EXCERPT TO READ —
These and other objects and features of the present invention will become more readily apparent from the following description and the accompanying drawing taken in conjunction with the appended claims.

FIG. 1 (PRIOR ART) is a fragmentary, cross-sectional view of the tongue and groove joint between door sections of a conventional sectional door, the sectional door being oriented vertically in the closed position;

FIG. 2 (PRIOR ART) is the sectional door of FIG. 1 shown being raised to the elevated, open position;

FIG. 3 is a fragmentary, cross-sectional view of the novel tongue system of this invention shown in the environment of a tongue and groove joint between door sections of a sectional door, the sectional door being oriented in the vertical, closed position; and

FIG. 4 is the novel tongue system of FIG. 3 showing the sectional door being raised to the elevated, open position.

The invention is best understood by reference to the drawing wherein like parts are designated by like numerals throughout in conjunction with the following description.

General Discussion

The present invention is a unique tongue system wherein the leading face of the tongue has been reshaped to provide a water channel across the length of the tongue. This water channel is designed to catch any moisture collected in the sectional door joint. The collected water is diverted to the ends of the sectional door thereby effectively eliminating any water dripping inside the garage as the sectional door is raised to its elevated open position. Only the leading face of the tongue is changed so that the rest of the tongue retains its conventional stabilizing relationship with the groove into which it is nested.

The channel formed into the leading face of the tongue in this presently preferred embodiment of the invention is formed as a near vertical face having a slight undercut of, say, ten degrees from the vertical. Clearly, of course, one could form the leading face with a perpendicular orientation although I have found that a slight undercut helps retain the initial surge of moisture as the water breaks its surface tension and begins to collect in the diversion channel as the sectional door begins to tilt as it is being raised.

Discussion of the Prior Art

Referring now to FIGS. 1 and 2 (PRIOR ART) the prior art tongue and groove joint of a conventional sectional door is shown generally at 10 and includes an upper door section 12 hingedly mounted atop a lower door section 14 by a hinge 16. Sectional door 10 is any conventional sectional door, whether constructed from wood or sheet metal. Further, hinge 16 is shown stylized for ease of illustration purposes.

Door section 12 has a bottom edge 18 having a groove 20 formed in the face thereof. Correspondingly, door section 14 has a top edge 22 with a tongue 24 formed in the face thereof. Both tongue 24 and groove 20 are formed with a generally trapezoidal cross-sectional profile and are dimensional configured so that tongue 24 nests within groove 20. The cooperation between tongue 24 and groove 20 provides sectional door 10 with increased dimensional stability while simultaneously reducing the flow of air through joint 30 formed between bottom edge 18 and top edge 22.

TASKS —
**A.** List every figure that the sectional door text describes, and say whether each one is marked as prior art.
**B.** Write a continuation of the sectional door text that starts right after its final sentence.
The data after this point has no connection to the sectional door text.

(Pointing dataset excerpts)

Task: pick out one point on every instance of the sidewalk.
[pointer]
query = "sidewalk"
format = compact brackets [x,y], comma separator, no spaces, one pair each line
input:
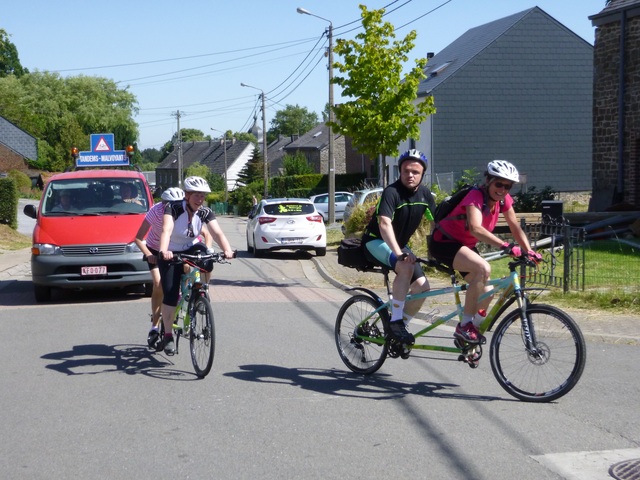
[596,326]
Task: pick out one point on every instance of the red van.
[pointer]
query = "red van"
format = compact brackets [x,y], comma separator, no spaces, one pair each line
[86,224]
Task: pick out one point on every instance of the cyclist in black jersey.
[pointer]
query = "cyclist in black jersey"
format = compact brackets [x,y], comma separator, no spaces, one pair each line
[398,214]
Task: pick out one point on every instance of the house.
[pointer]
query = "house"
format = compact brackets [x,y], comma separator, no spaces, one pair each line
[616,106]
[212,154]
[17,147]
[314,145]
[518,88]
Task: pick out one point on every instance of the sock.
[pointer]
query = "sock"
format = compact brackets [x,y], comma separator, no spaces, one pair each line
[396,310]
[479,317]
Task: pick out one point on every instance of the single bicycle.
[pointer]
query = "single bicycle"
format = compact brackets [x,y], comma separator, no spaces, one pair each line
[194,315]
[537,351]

==

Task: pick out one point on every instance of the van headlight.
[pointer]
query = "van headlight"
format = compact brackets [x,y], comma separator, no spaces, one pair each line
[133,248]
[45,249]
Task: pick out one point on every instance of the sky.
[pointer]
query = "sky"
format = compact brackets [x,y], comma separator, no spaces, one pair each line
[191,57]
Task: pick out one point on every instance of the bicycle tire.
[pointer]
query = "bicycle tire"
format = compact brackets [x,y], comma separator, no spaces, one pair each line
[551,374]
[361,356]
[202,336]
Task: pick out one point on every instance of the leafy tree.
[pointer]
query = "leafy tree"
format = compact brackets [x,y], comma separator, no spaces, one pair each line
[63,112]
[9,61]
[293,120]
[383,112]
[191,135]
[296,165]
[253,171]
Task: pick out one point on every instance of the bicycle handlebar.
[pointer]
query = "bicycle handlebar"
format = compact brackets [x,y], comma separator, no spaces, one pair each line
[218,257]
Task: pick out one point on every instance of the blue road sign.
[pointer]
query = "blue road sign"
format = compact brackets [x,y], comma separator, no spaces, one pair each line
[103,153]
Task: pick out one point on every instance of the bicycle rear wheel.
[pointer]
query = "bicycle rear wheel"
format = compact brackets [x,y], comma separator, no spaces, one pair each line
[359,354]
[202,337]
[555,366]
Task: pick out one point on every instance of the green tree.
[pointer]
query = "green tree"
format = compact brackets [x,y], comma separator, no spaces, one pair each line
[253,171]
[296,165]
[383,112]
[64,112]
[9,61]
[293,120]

ANSWERS TO THE PROBLEMS —
**A.**
FIG. 1: prior art
FIG. 2: prior art
FIG. 3: not prior art
FIG. 4: not prior art

**B.**
However, even through joint 30 may be formed as a fairly tight abutment surface between bottom edge 18 and top edge 22, a certain quantity of moisture 32 will collect within the confines of joint 30. Moisture 32 can be the result of moisture condensation, rain, lawn sprinklers, etc., and is held in joint 30 by the normal surface tension of water. Accordingly, it is immaterial how well or tightly joint 30 is formed, a certain quantity of moisture 32 will collect therein and be retained in joint 30 by the surface tension forces present in moisture 32. Moisture 32 remains in joint 30 until sectional door 10 is raised to its elevated, open position (FIG. 2, PRIOR ART). During this transition from the vertical, closed position to the elevated, open position two events occur that affect moisture 32. First, joint 30 opens widely as door sections 12 and 14 sequentially traverse the curved section of supportive track (not shown) between the vertical and horizontal orientations. This opening of joint 30 releases the surface tension of moisture 32 against bottom edge 18 allowing the normal surface tension within moisture 32 to cause moisture 32 to collect and to form beads of water 33 on top edge 22. Continued upward movement of sectional door 10 results in the second effect on water 33. Gravity (not shown) causes the water 33 to migrate downwardly across the face of tongue 24 and through the remainder of joint 30 where it drips as water drops 34 from sectional door 10.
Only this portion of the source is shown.